▸ Given request
Reproduce the records below in full and word for word, excluding pictures.
━━━━
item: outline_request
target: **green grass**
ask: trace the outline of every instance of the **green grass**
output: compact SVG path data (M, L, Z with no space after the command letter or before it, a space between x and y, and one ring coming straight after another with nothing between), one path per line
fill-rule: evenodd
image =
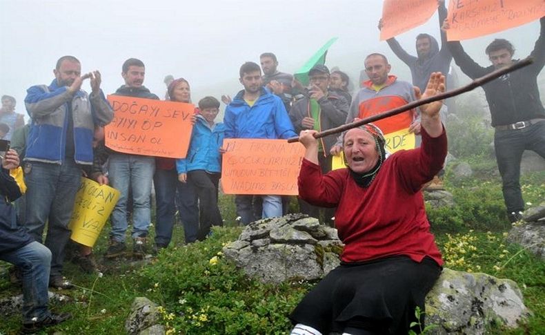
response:
M479 164L483 169L490 166ZM482 179L483 175L488 178ZM545 334L545 263L521 247L504 241L504 233L511 225L504 213L499 177L490 175L482 173L454 183L447 173L446 185L457 204L450 209L430 211L433 231L448 267L486 272L518 283L534 316L516 330L494 329L490 334ZM537 204L545 199L545 171L523 176L521 184L525 201ZM231 228L219 229L209 240L183 247L183 229L177 224L174 246L144 269L128 260L106 262L103 276L99 278L82 274L75 265L66 263L65 275L79 287L61 292L72 299L71 303L54 304L51 309L69 312L74 318L43 334L124 334L130 305L135 297L143 296L164 307L164 322L168 323L169 327L186 334L221 334L218 329L222 325L223 332L229 334L288 331L287 315L312 284L287 283L272 287L242 279L221 256L217 266L211 265L210 259L221 250L222 244L232 240L240 231L236 228L233 197L221 195L220 207L226 226ZM150 229L150 240L153 230ZM106 228L95 249L98 258L106 251L107 243ZM454 247L459 245L466 247ZM462 256L463 262L459 261ZM8 267L7 263L0 262L0 272ZM20 289L10 285L6 276L0 278L0 297L19 293ZM188 312L188 307L192 313ZM192 315L204 318L203 314L206 320L200 325L190 318ZM0 334L17 334L20 323L19 314L4 318Z

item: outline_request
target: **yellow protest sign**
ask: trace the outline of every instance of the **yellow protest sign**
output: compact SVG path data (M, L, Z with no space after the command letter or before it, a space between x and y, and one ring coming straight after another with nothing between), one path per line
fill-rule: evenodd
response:
M95 245L119 195L115 189L82 178L68 224L72 230L70 238L88 247Z
M414 149L416 138L414 133L409 133L408 128L384 134L386 140L386 150L393 153L399 150Z
M331 157L331 170L338 170L339 169L346 169L344 164L344 152L341 151L337 156Z
M286 140L224 140L221 189L226 194L297 195L305 147Z
M448 41L484 36L521 26L545 15L544 0L450 0Z

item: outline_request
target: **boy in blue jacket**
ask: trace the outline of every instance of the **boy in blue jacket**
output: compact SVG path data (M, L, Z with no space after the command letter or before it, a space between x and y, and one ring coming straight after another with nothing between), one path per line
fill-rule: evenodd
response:
M217 204L218 184L221 177L220 148L224 143L225 126L215 123L219 112L219 101L205 97L199 102L199 115L193 126L191 142L186 158L176 160L178 180L192 184L199 197L200 227L199 240L208 236L212 226L223 226Z

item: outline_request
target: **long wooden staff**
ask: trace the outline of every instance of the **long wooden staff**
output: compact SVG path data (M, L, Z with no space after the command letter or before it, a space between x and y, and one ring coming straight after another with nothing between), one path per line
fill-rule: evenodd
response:
M476 88L477 87L484 85L488 82L491 82L492 80L494 80L496 78L499 78L499 77L502 77L504 75L509 73L510 72L513 72L519 70L520 68L522 68L524 66L527 66L531 64L532 63L533 63L533 59L532 57L528 57L520 61L517 61L517 63L511 65L509 67L501 68L499 70L496 70L495 71L491 72L486 75L484 75L479 78L477 78L476 79L473 80L473 82L471 82L470 83L464 86L459 87L458 88L456 88L455 90L449 90L448 92L445 92L444 93L439 94L437 95L434 95L433 97L427 97L426 99L414 101L413 102L407 104L406 105L404 105L394 109L390 109L387 112L370 116L369 117L366 117L365 119L361 119L360 120L356 121L355 122L352 122L347 124L343 124L342 126L339 126L335 128L332 128L331 129L328 129L327 131L324 131L320 133L316 133L314 134L314 137L315 138L320 138L327 136L328 135L341 133L343 131L348 131L348 129L359 127L359 126L368 124L370 122L374 122L375 121L382 119L386 117L397 115L397 114L405 112L406 111L415 108L419 106L422 106L426 104L429 104L430 102L433 102L437 100L442 100L443 99L447 99L449 97L455 97L456 95L459 95L462 93L469 92L470 90ZM422 92L422 93L424 93L424 92ZM294 143L296 142L299 142L299 137L290 137L288 139L288 143Z

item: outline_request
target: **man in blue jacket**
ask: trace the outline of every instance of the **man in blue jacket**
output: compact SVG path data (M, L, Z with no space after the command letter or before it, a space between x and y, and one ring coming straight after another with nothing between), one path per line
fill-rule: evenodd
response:
M92 164L95 125L103 126L113 118L112 107L100 89L99 71L81 74L73 56L59 59L49 86L27 90L25 104L32 120L25 156L26 220L29 233L41 242L46 221L46 247L51 250L49 285L69 288L61 271L64 247L74 198L80 185L81 166ZM81 90L90 79L92 92Z
M68 319L68 314L54 314L48 309L48 281L49 280L51 251L34 241L24 228L15 221L15 208L10 203L21 197L24 186L17 175L17 153L11 149L0 157L0 260L14 264L21 269L23 285L23 334L34 333L43 327L60 323ZM19 181L19 182L18 182Z
M226 108L225 137L287 139L297 136L282 100L263 87L259 66L251 61L244 63L239 74L239 80L244 89ZM237 215L242 224L282 216L280 195L261 198L263 210L260 217L255 213L254 195L238 195L235 198Z

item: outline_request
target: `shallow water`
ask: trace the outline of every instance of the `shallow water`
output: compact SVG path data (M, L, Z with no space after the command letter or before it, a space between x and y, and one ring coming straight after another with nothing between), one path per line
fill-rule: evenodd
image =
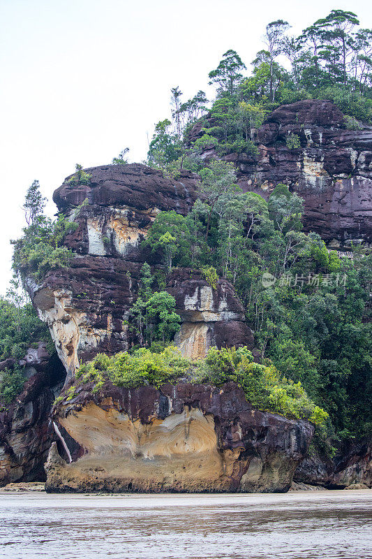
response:
M372 558L372 491L1 495L0 557Z

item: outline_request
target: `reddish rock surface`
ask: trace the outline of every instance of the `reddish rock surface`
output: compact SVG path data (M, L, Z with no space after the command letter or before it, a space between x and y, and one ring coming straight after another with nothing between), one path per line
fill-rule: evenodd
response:
M52 449L48 491L286 491L313 433L255 409L233 382L91 388L54 410L84 455L67 464Z
M45 479L44 463L52 442L56 440L50 412L63 387L66 371L55 356L42 367L37 356L30 361L30 351L27 355L29 379L24 389L0 412L1 486L13 481Z
M202 133L196 125L192 140ZM289 133L301 147L285 145ZM225 159L237 166L239 184L268 198L279 182L304 198L306 231L315 231L334 245L372 242L372 126L348 130L341 111L331 101L305 100L285 105L257 131L259 155ZM213 150L206 154L216 157Z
━━━━
▸ Task response
item: outline_request
target: **green grass**
ask: trace the outline of every instance of the **green grass**
output: compact SVG path data (M, L, Z with no space after the command letter or before it, a space between x and y, and one ring coming straight after another with nothing between), one path per line
fill-rule: evenodd
image =
response:
M479 164L483 169L490 166ZM482 179L483 175L488 178ZM545 334L545 263L521 247L504 241L504 233L511 225L504 213L499 177L490 175L482 173L454 183L447 173L446 185L457 204L450 209L430 211L433 231L448 267L486 272L518 283L534 316L516 330L494 329L490 334ZM537 204L545 199L545 171L523 176L521 184L525 201ZM231 228L219 229L209 240L183 247L183 229L177 224L174 246L144 269L128 260L106 262L103 276L99 278L82 274L75 265L66 263L65 275L79 287L61 292L72 299L71 303L54 304L51 309L69 312L74 318L43 334L124 334L130 305L135 297L143 296L164 307L164 322L168 323L169 327L186 334L221 334L218 329L222 325L223 332L229 334L288 331L287 315L312 284L287 283L272 287L242 279L221 256L217 266L211 265L210 259L221 250L222 244L232 240L240 231L236 228L233 197L221 195L220 207L226 226ZM150 229L150 240L153 230ZM106 228L95 249L98 258L106 251L107 243ZM454 247L459 245L466 247ZM462 256L463 262L459 261ZM8 267L7 263L0 262L0 272ZM20 289L10 285L6 276L0 278L0 297L19 293ZM188 312L188 307L192 313ZM192 315L204 318L203 314L206 320L200 325L190 318ZM0 334L17 334L20 323L19 314L4 318Z

item: outline_request
target: **yellow protest sign**
ask: trace the outline of every instance of the **yellow protest sign**
output: compact SVG path data (M, L, Z with no space after the command letter or before it, a space between x and y, and one ring coming straight after another with nothing between), one path per line
fill-rule: evenodd
response:
M95 245L119 195L115 189L82 178L68 224L72 230L70 238L88 247Z
M414 149L416 138L414 133L409 133L408 128L384 134L386 140L386 150L393 153L399 150Z
M331 157L331 170L338 170L339 169L346 169L344 164L344 152L341 151L337 156Z
M286 140L224 140L221 189L226 194L297 195L305 147Z
M448 41L484 36L521 26L545 15L544 0L450 0Z

item: outline_request
target: **boy in blue jacket**
ask: trace the outline of every instance of the **boy in blue jacket**
output: compact SVG path data (M, L, Z with no space after the command letter or before it, a space between x and y, and one ring coming straight after another with nothing between), one path per line
fill-rule: evenodd
response:
M217 204L218 184L221 177L220 148L224 143L225 126L215 123L219 112L219 101L205 97L199 102L199 115L193 126L191 142L186 158L176 160L178 180L192 184L199 197L200 227L199 240L208 236L212 226L223 226Z

item: outline_request
target: **long wooden staff**
ask: trace the outline of every instance of the **long wooden staff**
output: compact SVG path data (M, L, Z with no space after the command letter or before it, a space between x and y, and one ring coming straight after another with nothing between), one path per line
fill-rule: evenodd
response:
M476 88L477 87L484 85L488 82L491 82L492 80L494 80L496 78L499 78L499 77L502 77L504 75L509 73L510 72L513 72L519 70L520 68L522 68L524 66L527 66L531 64L532 63L533 63L533 59L532 57L528 57L520 61L517 61L517 63L511 65L509 67L501 68L499 70L496 70L495 71L491 72L486 75L484 75L479 78L477 78L476 79L473 80L473 82L471 82L470 83L464 86L459 87L458 88L456 88L455 90L449 90L448 92L445 92L444 93L439 94L437 95L434 95L433 97L427 97L426 99L414 101L413 102L407 104L406 105L404 105L394 109L390 109L387 112L370 116L369 117L366 117L365 119L361 119L360 120L356 121L355 122L352 122L347 124L343 124L342 126L339 126L335 128L332 128L331 129L328 129L327 131L324 131L320 133L316 133L314 134L314 137L315 138L320 138L327 136L328 135L341 133L343 131L348 131L348 129L359 127L359 126L368 124L370 122L374 122L375 121L382 119L386 117L397 115L397 114L405 112L406 111L415 108L419 106L422 106L426 104L429 104L430 102L433 102L437 100L442 100L443 99L447 99L449 97L455 97L456 95L459 95L462 93L469 92L470 90ZM422 92L422 93L424 93L424 92ZM294 143L296 142L299 142L299 137L290 137L288 139L288 143Z

item: outline_request
target: **man in blue jacket**
ask: trace the outline of every instance of the **man in blue jacket**
output: compact SVG path data (M, L, Z with no space after the command letter or before it, a space between x and y, and one ring coming straight after another with nothing between), one path per line
fill-rule: evenodd
response:
M92 164L95 125L103 126L113 118L112 107L100 89L99 71L81 74L73 56L59 59L49 86L27 90L25 104L32 120L25 156L26 220L29 233L41 242L46 221L46 247L51 250L49 285L69 288L61 271L64 247L74 198L80 185L81 166ZM81 90L90 79L92 92Z
M68 319L68 314L54 314L48 309L48 281L49 280L51 251L34 241L24 228L15 221L15 208L10 203L21 197L24 186L17 175L17 153L11 149L0 157L0 260L14 264L21 269L23 285L23 334L34 333L43 327L60 323ZM19 181L19 182L18 182Z
M226 108L225 137L287 139L297 136L282 100L263 87L259 66L251 61L244 63L239 74L239 80L244 89ZM237 215L242 224L282 216L280 195L261 198L263 210L260 217L255 213L254 195L238 195L235 198Z

item: outline_request
target: `shallow water`
ask: trace the outline of every instance of the `shallow water`
output: compact SVG path data (M, L, Z with no space after the command letter or before it, a space between x and y, and one ring coming straight after another with nothing between), one path per line
fill-rule: evenodd
image =
response:
M372 558L372 491L1 495L0 557Z

item: outline_request
target: `reddish rock surface`
ask: trace the outline of every instance of the `reddish rock surface`
output: compact SVG path data (M, L, Z with no space after the command letter or before it, a space between x and y, and one ring coming straight after another with nothing between), one path per line
fill-rule: evenodd
response:
M52 449L48 491L286 491L313 433L255 409L233 382L91 388L54 410L84 455L67 464Z
M45 479L44 463L52 442L56 440L50 412L63 387L66 371L55 356L42 367L37 356L30 361L30 351L27 355L29 379L24 389L0 412L1 486L13 481Z
M202 133L196 125L192 140ZM289 133L301 147L285 145ZM225 159L237 166L239 184L268 198L279 182L304 198L306 231L315 231L334 245L372 242L372 126L348 130L341 111L331 101L305 100L285 105L257 131L259 155ZM213 150L206 154L216 157Z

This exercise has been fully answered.